Required task: Leave out any pictures and transcribe all other data below exactly.

Given records:
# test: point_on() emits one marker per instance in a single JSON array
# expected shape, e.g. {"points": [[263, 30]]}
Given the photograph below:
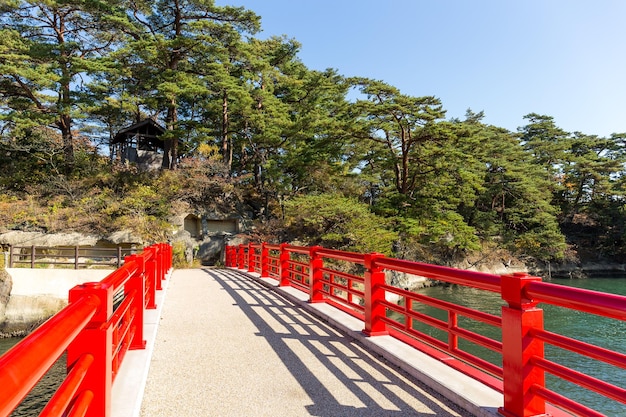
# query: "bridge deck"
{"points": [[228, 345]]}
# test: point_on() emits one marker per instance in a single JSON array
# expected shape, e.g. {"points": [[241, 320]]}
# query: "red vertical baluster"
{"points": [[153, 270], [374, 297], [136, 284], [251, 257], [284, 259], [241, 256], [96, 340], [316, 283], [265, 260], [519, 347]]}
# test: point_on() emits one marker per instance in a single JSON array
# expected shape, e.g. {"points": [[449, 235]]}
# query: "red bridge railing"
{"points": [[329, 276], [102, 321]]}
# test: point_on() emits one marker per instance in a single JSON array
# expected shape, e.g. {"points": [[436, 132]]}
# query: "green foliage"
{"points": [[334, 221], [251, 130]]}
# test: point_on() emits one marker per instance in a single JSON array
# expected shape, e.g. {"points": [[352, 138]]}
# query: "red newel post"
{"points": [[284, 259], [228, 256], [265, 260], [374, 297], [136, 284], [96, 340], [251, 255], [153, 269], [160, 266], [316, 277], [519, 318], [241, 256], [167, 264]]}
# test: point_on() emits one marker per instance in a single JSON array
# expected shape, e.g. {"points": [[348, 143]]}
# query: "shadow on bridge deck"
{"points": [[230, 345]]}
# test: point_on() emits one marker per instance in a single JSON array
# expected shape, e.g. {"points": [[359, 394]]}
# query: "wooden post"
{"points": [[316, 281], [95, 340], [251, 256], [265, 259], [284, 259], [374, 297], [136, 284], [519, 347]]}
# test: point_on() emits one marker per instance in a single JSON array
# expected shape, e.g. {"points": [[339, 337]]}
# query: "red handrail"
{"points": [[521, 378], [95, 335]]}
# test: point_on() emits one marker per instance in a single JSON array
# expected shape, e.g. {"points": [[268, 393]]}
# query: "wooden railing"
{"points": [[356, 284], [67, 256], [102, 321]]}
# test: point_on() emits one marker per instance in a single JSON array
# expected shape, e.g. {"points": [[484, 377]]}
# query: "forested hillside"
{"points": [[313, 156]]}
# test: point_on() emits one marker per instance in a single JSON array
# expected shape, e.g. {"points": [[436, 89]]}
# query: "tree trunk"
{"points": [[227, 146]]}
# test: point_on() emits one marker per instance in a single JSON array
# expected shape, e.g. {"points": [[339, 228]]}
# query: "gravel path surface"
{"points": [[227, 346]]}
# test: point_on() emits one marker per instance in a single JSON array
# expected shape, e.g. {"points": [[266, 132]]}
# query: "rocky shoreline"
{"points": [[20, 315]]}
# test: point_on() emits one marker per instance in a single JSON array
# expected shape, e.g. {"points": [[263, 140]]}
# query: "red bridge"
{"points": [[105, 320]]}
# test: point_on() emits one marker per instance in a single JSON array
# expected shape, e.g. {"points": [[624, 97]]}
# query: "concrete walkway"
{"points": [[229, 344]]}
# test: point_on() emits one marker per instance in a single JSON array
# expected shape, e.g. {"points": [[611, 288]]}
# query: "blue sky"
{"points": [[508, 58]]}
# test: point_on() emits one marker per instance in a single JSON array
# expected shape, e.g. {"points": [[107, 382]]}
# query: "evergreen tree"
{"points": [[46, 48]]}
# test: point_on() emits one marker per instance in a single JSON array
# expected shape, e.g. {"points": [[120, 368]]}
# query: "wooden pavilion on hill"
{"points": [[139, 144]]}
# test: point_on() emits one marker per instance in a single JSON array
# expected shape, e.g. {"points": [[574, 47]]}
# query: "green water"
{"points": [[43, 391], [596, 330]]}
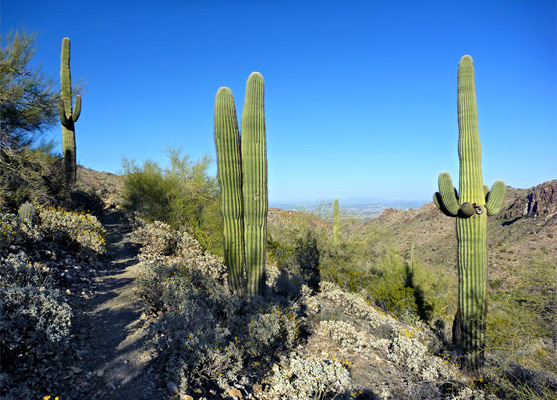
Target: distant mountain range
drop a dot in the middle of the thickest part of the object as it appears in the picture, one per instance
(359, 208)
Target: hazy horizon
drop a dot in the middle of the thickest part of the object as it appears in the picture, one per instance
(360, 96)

Finished task:
# test: point_on() emits one marker per instance in a single JSON array
# expected shape, e.g. {"points": [[263, 30]]}
Given the photograph below:
# query: "bridge deck"
{"points": [[228, 345]]}
# test: point_on() emits one marker per instance in a single JSON array
# expected shape, e.g. {"points": [[241, 320]]}
# query: "red vertical baluster"
{"points": [[153, 270], [374, 297], [136, 284], [251, 257], [284, 259], [241, 256], [96, 340], [316, 283], [265, 260], [519, 347]]}
# test: point_on() emits one marker per instance in a single JSON array
# expected shape, e.g. {"points": [[449, 235]]}
# query: "red bridge railing"
{"points": [[329, 276], [102, 321]]}
# test: point_on() emits one marker per instance in a single JSON array
# expected shape, e.g. {"points": [[436, 132]]}
# query: "green foliage"
{"points": [[334, 221], [251, 130]]}
# test: point_on() emits one marker per instance in a single JSON array
# expected shape, e.g. {"points": [[352, 138]]}
# query: "red newel post"
{"points": [[284, 259], [228, 256], [265, 260], [374, 297], [136, 284], [96, 340], [251, 255], [153, 269], [160, 266], [316, 277], [519, 318], [241, 256], [167, 264]]}
# test: point_on() emits one marker per instance in a single JSON array
# expected shape, e.g. {"points": [[348, 143]]}
# query: "shadow on bridge deck"
{"points": [[230, 345]]}
# test: point_on() emits one marker per instance in a single JSON array
# expected shape, e.g. {"points": [[359, 394]]}
# query: "wooden post"
{"points": [[316, 281], [95, 340], [251, 256], [265, 259], [284, 259], [374, 297], [136, 284], [519, 347]]}
# test: point_on() emits one marker per instance in a single JSON array
# expected shape, e.g. {"points": [[339, 337]]}
# query: "red handrail"
{"points": [[521, 378], [95, 335]]}
# test: point_on() emits one marker per instance in a single JSON array
# expected shape, e.g. {"points": [[268, 393]]}
# query: "wooden railing"
{"points": [[356, 284], [67, 256], [102, 321]]}
# test: point_on() emits one marker per instance in a single JSON array
# expected shape, e.g. {"points": [[484, 377]]}
# query: "forested hillside"
{"points": [[313, 156]]}
# test: point_on() emits one marker per instance in a single JSON array
# expected shape, e.g. {"points": [[436, 89]]}
# query: "tree trunk"
{"points": [[227, 146]]}
# test: point_on() emits one marker per instance in a single JSON array
# expected shape, e.g. {"points": [[339, 228]]}
# query: "gravel path surface"
{"points": [[227, 346]]}
# test: point_on() emits one marker per instance in a single JSON array
# expected shape, e.g. {"points": [[266, 132]]}
# query: "rocky shoreline"
{"points": [[20, 315]]}
# test: point_on() emits one marker per instance in a single JSON array
# expected shape, e.g. {"points": [[263, 140]]}
# query: "red bridge"
{"points": [[105, 320]]}
# test: point_on() emits one marker per instance in a single JSON array
# expected shape, e.g. {"points": [[624, 97]]}
# query: "concrete walkway"
{"points": [[229, 344]]}
# test: point_on() emits one marker per instance in a single JSON array
# expected shape, e.g. {"points": [[611, 288]]}
# query: "blue sky"
{"points": [[508, 58]]}
# test: point_on() emits one marker per instance in a single JSON array
# expected shape, e.g. {"points": [[107, 382]]}
# query: "evergreen tree"
{"points": [[46, 48]]}
# test: point_on() emits one marker per instance in a single JSON array
# expected shape, e.g. {"points": [[120, 368]]}
# query: "wooden pavilion on hill"
{"points": [[139, 144]]}
# test: point_on() emits one marker per instance in a single JSON array
# expected shape, e.g. {"points": [[574, 47]]}
# query: "green water"
{"points": [[43, 391], [596, 330]]}
Target: distant mountain range
drop a dot in the middle of the thickest part of the object as it appears in the picture, one per instance
(359, 208)
Target: hazy horizon
drop a dot in the middle of the thickest part of the object as it appears in the picture, one per instance
(360, 96)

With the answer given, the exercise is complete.